__Set task__
Can you put the data below into a numbered list, covering everything from its first line through the line containing "left=204, top=0, right=243, bottom=13", inclusive, and leaving out blank lines?

Excerpts from a detection dataset
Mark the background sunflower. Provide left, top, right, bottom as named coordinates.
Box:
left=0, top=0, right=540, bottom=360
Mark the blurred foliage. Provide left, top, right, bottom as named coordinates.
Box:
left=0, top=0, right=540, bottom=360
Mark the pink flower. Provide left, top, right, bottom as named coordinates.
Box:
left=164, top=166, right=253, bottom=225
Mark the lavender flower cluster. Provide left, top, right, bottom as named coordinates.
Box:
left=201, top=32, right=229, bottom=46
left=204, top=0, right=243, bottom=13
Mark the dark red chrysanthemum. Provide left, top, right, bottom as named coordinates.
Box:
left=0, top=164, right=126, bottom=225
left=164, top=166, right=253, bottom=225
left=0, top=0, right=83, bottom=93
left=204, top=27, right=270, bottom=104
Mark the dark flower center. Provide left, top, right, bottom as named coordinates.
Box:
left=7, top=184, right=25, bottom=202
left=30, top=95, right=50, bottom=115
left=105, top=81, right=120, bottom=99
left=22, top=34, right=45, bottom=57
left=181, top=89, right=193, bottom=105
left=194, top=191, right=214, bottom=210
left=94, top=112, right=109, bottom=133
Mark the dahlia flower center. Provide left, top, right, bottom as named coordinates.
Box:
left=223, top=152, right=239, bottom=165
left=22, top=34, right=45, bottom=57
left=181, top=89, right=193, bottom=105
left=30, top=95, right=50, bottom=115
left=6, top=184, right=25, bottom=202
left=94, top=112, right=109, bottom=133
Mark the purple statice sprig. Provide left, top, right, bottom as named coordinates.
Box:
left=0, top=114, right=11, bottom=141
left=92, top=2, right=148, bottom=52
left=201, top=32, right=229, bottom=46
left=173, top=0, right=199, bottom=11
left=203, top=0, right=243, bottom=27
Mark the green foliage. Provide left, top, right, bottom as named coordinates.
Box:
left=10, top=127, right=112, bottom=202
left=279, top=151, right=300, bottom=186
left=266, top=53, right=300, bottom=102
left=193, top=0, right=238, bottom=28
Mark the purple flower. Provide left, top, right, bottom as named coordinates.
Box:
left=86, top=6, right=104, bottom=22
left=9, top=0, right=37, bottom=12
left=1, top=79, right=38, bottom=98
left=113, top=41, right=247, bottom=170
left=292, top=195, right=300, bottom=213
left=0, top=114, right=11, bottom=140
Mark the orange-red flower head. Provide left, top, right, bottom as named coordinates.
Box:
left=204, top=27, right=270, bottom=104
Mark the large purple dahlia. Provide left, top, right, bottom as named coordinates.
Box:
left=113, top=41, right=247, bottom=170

__Right answer__
1. Mark the background sunflower. Provide left, top, right, bottom as named coordinates.
2. Box:
3. left=0, top=0, right=540, bottom=360
4. Mark the blurred foliage. Provide left, top, right, bottom as named coordinates.
5. Box:
6. left=0, top=0, right=540, bottom=360
7. Mark the pink flower. Provide left, top, right, bottom as named coordinates.
8. Box:
9. left=164, top=166, right=253, bottom=225
10. Mark the lavender flower cluster. Provide left, top, right, bottom as named coordinates.
11. Box:
12. left=201, top=32, right=229, bottom=46
13. left=204, top=0, right=243, bottom=13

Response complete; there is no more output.